Once you have read the data below, write it all out exactly.
---*---
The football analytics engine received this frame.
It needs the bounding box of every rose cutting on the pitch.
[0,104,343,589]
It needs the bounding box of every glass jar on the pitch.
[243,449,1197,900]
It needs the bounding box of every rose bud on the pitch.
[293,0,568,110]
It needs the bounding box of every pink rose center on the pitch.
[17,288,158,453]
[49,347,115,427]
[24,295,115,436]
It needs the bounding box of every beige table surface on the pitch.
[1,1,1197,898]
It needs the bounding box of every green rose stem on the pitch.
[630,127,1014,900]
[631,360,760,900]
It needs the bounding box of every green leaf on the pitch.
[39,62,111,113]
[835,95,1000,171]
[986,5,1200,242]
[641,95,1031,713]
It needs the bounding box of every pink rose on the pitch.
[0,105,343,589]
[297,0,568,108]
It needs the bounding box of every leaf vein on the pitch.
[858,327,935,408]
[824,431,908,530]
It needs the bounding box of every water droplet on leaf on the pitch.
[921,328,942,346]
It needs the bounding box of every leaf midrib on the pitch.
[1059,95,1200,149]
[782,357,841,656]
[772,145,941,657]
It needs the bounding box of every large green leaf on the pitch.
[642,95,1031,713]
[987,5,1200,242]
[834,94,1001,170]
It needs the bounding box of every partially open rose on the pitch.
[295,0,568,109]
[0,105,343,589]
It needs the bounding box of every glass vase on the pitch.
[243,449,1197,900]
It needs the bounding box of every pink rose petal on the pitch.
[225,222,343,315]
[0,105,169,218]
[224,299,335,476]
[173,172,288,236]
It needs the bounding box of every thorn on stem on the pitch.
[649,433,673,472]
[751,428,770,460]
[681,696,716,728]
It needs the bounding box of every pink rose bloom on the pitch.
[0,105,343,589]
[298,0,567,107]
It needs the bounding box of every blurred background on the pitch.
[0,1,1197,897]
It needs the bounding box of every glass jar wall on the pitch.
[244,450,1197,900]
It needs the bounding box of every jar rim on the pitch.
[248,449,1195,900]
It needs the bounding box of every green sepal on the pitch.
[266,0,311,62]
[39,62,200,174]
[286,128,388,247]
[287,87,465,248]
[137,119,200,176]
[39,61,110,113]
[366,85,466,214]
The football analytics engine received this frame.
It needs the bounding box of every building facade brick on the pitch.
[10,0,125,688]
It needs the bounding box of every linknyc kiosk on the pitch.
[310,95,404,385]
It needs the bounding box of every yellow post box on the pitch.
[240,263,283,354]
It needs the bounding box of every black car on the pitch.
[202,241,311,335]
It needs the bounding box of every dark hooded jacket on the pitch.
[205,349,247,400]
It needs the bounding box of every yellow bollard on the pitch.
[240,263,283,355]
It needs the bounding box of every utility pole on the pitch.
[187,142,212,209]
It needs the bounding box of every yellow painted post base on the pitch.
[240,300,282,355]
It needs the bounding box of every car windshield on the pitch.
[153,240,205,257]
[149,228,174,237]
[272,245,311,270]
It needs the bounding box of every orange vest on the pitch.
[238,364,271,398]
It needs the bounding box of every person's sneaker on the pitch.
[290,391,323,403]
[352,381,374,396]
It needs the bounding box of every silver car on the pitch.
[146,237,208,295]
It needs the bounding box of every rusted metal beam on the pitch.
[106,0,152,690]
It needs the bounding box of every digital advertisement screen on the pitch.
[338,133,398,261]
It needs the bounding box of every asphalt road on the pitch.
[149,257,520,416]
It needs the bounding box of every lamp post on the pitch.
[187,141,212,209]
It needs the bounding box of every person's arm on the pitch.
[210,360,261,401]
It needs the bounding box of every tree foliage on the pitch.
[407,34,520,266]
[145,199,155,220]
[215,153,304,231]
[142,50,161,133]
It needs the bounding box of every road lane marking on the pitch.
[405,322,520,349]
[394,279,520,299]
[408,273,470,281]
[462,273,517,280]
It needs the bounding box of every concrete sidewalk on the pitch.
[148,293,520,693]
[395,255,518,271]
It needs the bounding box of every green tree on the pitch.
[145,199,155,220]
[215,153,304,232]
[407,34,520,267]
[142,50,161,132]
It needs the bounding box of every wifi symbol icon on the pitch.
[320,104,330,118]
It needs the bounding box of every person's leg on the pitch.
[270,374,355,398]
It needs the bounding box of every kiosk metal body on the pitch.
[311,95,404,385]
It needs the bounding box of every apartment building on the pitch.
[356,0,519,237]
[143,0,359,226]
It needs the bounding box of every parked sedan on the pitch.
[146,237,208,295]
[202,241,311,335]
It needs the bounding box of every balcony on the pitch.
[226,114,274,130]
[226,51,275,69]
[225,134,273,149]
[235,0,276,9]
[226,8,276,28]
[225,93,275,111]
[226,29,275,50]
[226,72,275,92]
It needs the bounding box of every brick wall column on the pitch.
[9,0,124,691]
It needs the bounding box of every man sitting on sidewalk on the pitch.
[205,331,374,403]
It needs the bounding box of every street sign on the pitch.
---*---
The completed task »
The football analytics engine received this frame.
It needs the bounding box of every rose cutting on the pitch.
[0,104,343,589]
It needs the bounding box of every glass jar on the pitch.
[243,449,1197,900]
It needs the bounding box of every rose bud on the pitch.
[293,0,568,110]
It needs the bounding box of every pink rose center on the pitch.
[17,288,158,453]
[49,347,115,427]
[24,295,115,436]
It needs the bounding box of every beige table surface on the pitch.
[1,1,1197,898]
It needs the bounding box of every green rose stem on the pitch.
[630,127,1014,900]
[631,360,760,900]
It needs the bounding box of every green leaf on the pitch.
[39,62,111,113]
[835,95,1000,171]
[986,5,1200,242]
[641,95,1031,713]
It needs the bounding box of every pink rose on the pitch.
[0,105,343,589]
[297,0,568,108]
It needs the bounding box of every leaf vein on the pitch.
[858,327,935,408]
[824,431,908,530]
It needs the bounding box of every water droplet on leaf on the pitch.
[921,328,942,346]
It needs the bounding box of every leaf midrib on the pitch.
[1059,95,1200,149]
[782,357,841,656]
[772,145,941,657]
It needs the bounding box of every large green leaf on the pitch.
[642,95,1031,713]
[987,5,1200,242]
[834,94,1001,170]
It needs the bounding box of every partially open rose on the pitch.
[295,0,568,109]
[0,105,343,589]
It needs the bounding box of every glass vase on the pitch.
[243,449,1197,900]
It needs the bounding box of every pink rose petal on the pitch.
[225,222,343,315]
[0,105,169,218]
[224,299,335,476]
[173,172,288,236]
It needs the bounding box of every thorn on stem on the pitch.
[649,433,673,472]
[751,428,770,460]
[681,696,716,728]
It needs the bounding box of every pink rose bloom on the pitch.
[0,105,343,589]
[298,0,567,107]
It needs the bounding box of every blurred background on the pitch.
[0,1,1197,897]
It needs the bounding box of every glass jar wall on the pitch.
[244,450,1197,900]
It needs the bounding box of every jar rim on the pitch.
[248,449,1195,900]
It needs the bounding box of every green sepal on the pitch.
[266,0,311,62]
[39,62,200,174]
[286,128,388,247]
[287,87,465,248]
[137,119,200,176]
[39,61,110,113]
[366,85,466,214]
The football analytics engine received this frame.
It needs the bounding box of every building facade brick on the pitch.
[10,0,125,688]
It needs the bounding box of every linknyc kiosk on the pitch.
[310,95,404,385]
It needs the bounding box of every yellow post box on the pitch.
[240,263,283,354]
It needs the bounding box of every black car on the pitch.
[202,241,311,335]
It needs the bounding box of every dark hooded jacket on the pitch.
[205,349,247,400]
It needs the bounding box of every yellow bollard on the pitch.
[240,263,283,355]
It needs the bounding box of every utility pole on the pitch.
[187,142,212,209]
It needs the bounding box of every yellow painted post base on the pitch.
[240,300,282,355]
It needs the bounding box of every car windshield on the pitch.
[153,240,205,257]
[149,228,174,237]
[272,245,311,270]
It needs the bounding box of every orange vest on the pitch.
[238,364,271,398]
It needs the bounding box of every person's sneaker on the pitch.
[290,391,323,403]
[352,381,374,396]
It needs the bounding box of every silver car on the pitch.
[146,237,208,295]
It needs the bounding box of every rusted metal beam on the pitch.
[106,0,152,690]
It needs the bounding box of every digital advertisement screen on the pitch.
[338,133,398,261]
It needs the bounding box of every asphalt road on the pitch.
[149,257,520,416]
It needs the bounding box of every lamp post on the pitch.
[187,141,212,209]
It needs the bounding box of every person's arm on the pitch.
[210,360,261,401]
It needs the bounding box of every tree foliage on the pitch.
[407,34,520,266]
[145,199,155,220]
[215,153,304,231]
[142,50,161,133]
It needs the bounding box of every road lane marking on the pitch.
[405,322,520,349]
[394,279,520,299]
[408,273,470,281]
[462,273,517,280]
It needs the bounding box of every concrete sidewalk on the pitch.
[148,293,520,693]
[395,255,518,271]
It needs the bounding box of every green tree on the pitch.
[145,199,155,220]
[215,153,304,232]
[407,34,520,267]
[142,50,161,132]
It needs the bounding box of every wifi symbol icon on the pitch.
[320,104,330,118]
It needs the bounding box of every person's leg on the pitch.
[270,374,355,398]
It needs the bounding box of every kiosk metal body on the pitch.
[311,95,404,385]
It needs the bounding box of every apartment building on the pitch.
[356,0,519,237]
[143,0,359,226]
It needs the bounding box of every parked sedan on the pitch.
[146,237,208,295]
[202,241,311,335]
It needs the bounding box of every balcony on the pitch.
[226,114,274,130]
[226,51,275,69]
[225,134,273,149]
[235,0,276,9]
[226,8,276,28]
[225,93,275,111]
[226,29,275,50]
[226,72,275,92]
It needs the bounding box of every brick wall column on the pitch.
[9,0,124,691]
It needs the bounding box of every man sitting on sidewalk on the pitch.
[205,331,374,403]
It needs the bounding box of every street sign on the pitch.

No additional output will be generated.